## SET TASK
Reproduce every one of the records below verbatim, preserving each line's wording, punctuation, and order without alteration.

## DATA SUPPLIED

◇ ◇ ◇ ◇ ◇ ◇ ◇

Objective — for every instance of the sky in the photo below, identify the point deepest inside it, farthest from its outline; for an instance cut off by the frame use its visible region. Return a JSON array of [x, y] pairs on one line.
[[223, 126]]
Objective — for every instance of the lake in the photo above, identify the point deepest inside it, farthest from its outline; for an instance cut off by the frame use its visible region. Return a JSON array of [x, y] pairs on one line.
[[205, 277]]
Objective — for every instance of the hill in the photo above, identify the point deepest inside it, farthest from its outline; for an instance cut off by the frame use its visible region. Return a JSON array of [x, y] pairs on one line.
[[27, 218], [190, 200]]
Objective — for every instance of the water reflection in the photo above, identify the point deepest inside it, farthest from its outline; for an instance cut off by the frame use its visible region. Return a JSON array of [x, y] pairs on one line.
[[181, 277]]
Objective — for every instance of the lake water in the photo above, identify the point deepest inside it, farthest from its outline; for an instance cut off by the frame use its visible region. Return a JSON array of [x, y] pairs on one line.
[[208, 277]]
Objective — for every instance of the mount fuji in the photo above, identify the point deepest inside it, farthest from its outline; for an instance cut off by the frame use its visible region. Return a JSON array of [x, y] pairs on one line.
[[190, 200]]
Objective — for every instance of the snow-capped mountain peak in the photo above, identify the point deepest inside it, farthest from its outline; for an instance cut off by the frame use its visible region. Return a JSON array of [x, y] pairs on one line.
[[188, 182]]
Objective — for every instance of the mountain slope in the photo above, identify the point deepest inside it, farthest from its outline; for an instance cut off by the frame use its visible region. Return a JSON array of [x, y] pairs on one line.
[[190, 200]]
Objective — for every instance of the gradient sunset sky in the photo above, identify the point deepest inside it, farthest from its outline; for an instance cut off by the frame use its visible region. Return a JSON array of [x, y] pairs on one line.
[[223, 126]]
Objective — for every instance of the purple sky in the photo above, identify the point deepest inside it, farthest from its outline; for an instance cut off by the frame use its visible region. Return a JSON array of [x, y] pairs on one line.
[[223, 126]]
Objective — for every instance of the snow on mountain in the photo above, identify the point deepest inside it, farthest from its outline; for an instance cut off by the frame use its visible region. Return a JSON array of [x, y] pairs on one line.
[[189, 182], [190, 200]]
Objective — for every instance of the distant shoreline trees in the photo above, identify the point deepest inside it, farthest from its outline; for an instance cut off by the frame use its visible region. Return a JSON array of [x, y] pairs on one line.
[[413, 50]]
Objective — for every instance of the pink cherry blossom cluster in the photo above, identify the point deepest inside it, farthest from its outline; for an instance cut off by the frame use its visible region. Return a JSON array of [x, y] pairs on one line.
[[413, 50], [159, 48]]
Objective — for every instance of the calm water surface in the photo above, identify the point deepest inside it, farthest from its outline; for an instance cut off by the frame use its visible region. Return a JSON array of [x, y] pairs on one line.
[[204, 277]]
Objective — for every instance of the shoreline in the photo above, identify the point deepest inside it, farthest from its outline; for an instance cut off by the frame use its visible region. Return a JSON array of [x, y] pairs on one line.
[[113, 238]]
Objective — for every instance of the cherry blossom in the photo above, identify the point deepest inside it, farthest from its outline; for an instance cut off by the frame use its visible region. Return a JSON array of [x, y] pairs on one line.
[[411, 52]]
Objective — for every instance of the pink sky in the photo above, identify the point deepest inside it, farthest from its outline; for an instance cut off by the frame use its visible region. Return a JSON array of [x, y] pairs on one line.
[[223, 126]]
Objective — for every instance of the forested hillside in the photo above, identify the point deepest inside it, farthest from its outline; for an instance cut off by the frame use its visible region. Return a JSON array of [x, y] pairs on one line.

◇ ◇ ◇ ◇ ◇ ◇ ◇

## ANSWER IN FULL
Objective — for every instance of the sky in the photo below, identify the point deepest inside it, farthest from its outline; for an instance cut off by the frame use its visible region. Return a JSON array of [x, y] pairs on one line.
[[223, 126]]
Objective — for every instance of the lake in the photo above, identify the point deepest inside it, farthest from its outline; for an instance cut off by the frame use its visible region. Return a JSON array of [x, y] pairs on one line.
[[205, 277]]
Objective — for every instance of the hill in the photo above, identify the point deepest inside it, farthest from its outline; for an instance cut off by the frame use its visible region. Return a JSON array of [x, y] pairs on one line.
[[27, 218], [190, 200]]
Objective — for every instance of the water reflection in the photo above, identify the point deepest inside it, farthest from its outline; for an instance cut off by the frame use its visible region. Return a JSON array of [x, y] pairs on one line.
[[181, 277]]
Objective — for every instance of the lake water in the photo above, identify the point deepest inside it, farthest from its outline; for an instance cut off by the frame use its visible region. Return a JSON array of [x, y] pairs on one line.
[[208, 277]]
Objective — for every instance of the mount fuji in the photo above, identify the point deepest inside it, farthest from its outline; for an instance cut off by the frame use its visible region. Return a JSON array of [x, y] pairs on one line.
[[190, 200]]
Objective — for every instance of the snow-capped mountain peak in the photo above, identify the point deepest inside it, farthest from its outline; for an instance cut off by the frame use its visible region. Return a JSON array of [x, y] pairs on one line.
[[188, 182]]
Objective — for every instance of the mountain slope in the photo above, identify the point deepest inside it, farthest from its outline; for an instance cut off by the frame use its visible region. Return a JSON array of [x, y] pairs on one line.
[[190, 200]]
Objective — for every instance of the gradient sunset sky in the photo above, identify the point deepest inside it, farthest from its outline; for an instance cut off by the frame use its visible region. Return a JSON array of [x, y] pairs on one line.
[[223, 126]]
Objective — for every instance of the purple sky in the photo above, identify the point deepest inside it, farthest from its outline; for an instance cut off by the frame use its visible region. Return a JSON array of [x, y] pairs on one line.
[[223, 126]]
Objective — for every instance of the snow on mountain in the photo above, identify the point deepest inside it, farthest from its outline; for an instance cut off by the frame use its visible region. Return a JSON array of [x, y] pairs on one line.
[[189, 182], [190, 200]]
Objective — for every instance of the distant shoreline trees in the photo above, identify the point deepest inside it, farthest from its outline; for an instance cut off by the frame use its visible region. Return a JSON array of [x, y] pairs on one line.
[[413, 50]]
Objective — for every instance of the pink cherry blossom cluster in the photo above, identify the point deepest inside it, farthest from its outline; for an instance cut off by the frame use its visible region. Return a JSON array of [x, y] pairs on one line.
[[413, 50], [159, 48]]
Objective — for every instance of the calm water surface in the photo above, identify the point deepest inside it, farthest from its outline; for an instance cut off by the frame use its visible region. Return a JSON array of [x, y] pairs on one line.
[[204, 277]]
Objective — for every instance of the shoreline in the photo above, identify the point deepest inside it, farthest from its outline; for an instance cut off by the frame use its visible region. Return a JSON array of [x, y] pairs on one line.
[[113, 238]]
Objective — for every instance of the cherry blossom in the photo above, identify the point deepest inside it, farthest from its outline; for an instance cut off by the frame use its visible region. Return a JSON array of [x, y] pairs on one line.
[[411, 52]]
Objective — for every instance of the pink sky in the photo above, identify the point deepest inside it, farthest from its outline; for an instance cut off by the frame use its visible region. Return a JSON array of [x, y] pairs on one line.
[[223, 126]]
Objective — for every instance of the forested hillside in the photo above, identify the point deepest inside it, farthest from its outline; for an instance cut off by the frame use its visible region. Return a JSON array of [x, y] pairs on one line.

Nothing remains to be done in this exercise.